> _Prompt_: Could you transcribe all of the data word for word?

-------- Data in this exercise --------

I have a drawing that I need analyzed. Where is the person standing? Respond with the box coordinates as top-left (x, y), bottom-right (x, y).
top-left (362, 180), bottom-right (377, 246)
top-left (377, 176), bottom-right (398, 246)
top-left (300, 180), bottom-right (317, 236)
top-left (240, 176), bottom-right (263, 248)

--------

> _Answer box_:
I have a drawing that I need analyzed. Where is the person standing? Respond with the box coordinates as top-left (x, y), bottom-right (x, y).
top-left (362, 180), bottom-right (377, 246)
top-left (377, 176), bottom-right (398, 246)
top-left (300, 180), bottom-right (317, 236)
top-left (240, 176), bottom-right (263, 248)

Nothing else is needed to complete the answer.